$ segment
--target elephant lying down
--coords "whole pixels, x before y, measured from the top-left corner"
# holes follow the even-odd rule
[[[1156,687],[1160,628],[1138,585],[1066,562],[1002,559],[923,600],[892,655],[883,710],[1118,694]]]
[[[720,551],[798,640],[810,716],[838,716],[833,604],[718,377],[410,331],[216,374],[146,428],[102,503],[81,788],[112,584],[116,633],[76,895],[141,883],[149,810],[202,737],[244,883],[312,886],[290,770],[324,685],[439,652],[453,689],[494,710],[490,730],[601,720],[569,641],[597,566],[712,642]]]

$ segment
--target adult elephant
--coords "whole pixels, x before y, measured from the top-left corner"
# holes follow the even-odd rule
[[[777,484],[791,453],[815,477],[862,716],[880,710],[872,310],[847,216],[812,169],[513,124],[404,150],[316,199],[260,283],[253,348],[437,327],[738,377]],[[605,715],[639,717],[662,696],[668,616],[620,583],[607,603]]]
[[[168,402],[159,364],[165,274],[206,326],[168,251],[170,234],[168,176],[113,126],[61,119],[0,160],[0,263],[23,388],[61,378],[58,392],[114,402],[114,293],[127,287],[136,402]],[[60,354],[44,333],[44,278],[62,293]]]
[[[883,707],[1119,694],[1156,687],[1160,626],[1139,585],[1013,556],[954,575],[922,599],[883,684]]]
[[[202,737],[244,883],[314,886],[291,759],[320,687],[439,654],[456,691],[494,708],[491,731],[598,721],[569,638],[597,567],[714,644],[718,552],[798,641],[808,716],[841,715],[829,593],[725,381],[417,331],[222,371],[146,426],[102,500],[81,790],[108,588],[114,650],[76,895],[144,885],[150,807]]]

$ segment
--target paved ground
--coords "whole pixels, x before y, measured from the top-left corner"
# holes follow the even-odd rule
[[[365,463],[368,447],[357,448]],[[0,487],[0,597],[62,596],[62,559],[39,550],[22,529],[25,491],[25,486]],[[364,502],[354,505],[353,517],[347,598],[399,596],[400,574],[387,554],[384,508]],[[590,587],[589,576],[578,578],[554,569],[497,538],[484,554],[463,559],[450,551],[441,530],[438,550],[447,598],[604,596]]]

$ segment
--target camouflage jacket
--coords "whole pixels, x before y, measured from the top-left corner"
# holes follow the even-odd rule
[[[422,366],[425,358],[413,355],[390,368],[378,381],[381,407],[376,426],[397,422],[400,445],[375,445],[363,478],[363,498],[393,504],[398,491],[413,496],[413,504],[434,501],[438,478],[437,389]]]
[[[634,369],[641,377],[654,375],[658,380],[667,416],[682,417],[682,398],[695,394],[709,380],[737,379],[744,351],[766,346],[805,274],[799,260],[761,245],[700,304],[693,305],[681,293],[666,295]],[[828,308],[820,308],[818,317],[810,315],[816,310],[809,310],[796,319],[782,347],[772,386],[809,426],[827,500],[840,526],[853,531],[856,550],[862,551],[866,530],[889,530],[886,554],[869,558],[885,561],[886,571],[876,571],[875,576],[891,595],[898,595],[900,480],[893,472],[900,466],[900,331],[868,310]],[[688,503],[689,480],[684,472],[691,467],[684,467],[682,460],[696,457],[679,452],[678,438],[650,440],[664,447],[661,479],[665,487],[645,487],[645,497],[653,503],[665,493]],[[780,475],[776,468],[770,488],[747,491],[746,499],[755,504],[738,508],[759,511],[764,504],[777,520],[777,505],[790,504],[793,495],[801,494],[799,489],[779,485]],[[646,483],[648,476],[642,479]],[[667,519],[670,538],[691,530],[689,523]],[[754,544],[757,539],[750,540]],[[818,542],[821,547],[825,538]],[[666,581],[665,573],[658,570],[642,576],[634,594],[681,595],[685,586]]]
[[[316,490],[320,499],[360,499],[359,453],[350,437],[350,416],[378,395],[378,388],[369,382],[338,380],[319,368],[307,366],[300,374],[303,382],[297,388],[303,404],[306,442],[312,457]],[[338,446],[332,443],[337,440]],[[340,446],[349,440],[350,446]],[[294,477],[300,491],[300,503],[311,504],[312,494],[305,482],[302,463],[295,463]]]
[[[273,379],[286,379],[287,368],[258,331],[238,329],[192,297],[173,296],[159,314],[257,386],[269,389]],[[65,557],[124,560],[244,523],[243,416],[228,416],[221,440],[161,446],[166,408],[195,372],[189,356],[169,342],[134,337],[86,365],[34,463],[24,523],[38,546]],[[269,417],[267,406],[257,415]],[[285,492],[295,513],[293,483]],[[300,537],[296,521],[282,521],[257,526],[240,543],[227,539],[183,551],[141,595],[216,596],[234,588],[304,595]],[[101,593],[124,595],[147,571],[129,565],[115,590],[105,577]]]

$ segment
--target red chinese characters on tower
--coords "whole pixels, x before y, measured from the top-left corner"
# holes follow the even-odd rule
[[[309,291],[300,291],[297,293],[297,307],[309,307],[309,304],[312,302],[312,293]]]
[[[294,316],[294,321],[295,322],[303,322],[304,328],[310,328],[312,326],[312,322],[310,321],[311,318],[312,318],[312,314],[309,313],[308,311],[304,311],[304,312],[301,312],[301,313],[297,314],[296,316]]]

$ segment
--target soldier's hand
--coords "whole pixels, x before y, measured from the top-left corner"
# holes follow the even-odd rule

....................

Prompt:
Please report how many lines of the records above contain the word "elephant", giving only the number.

Response to this task:
2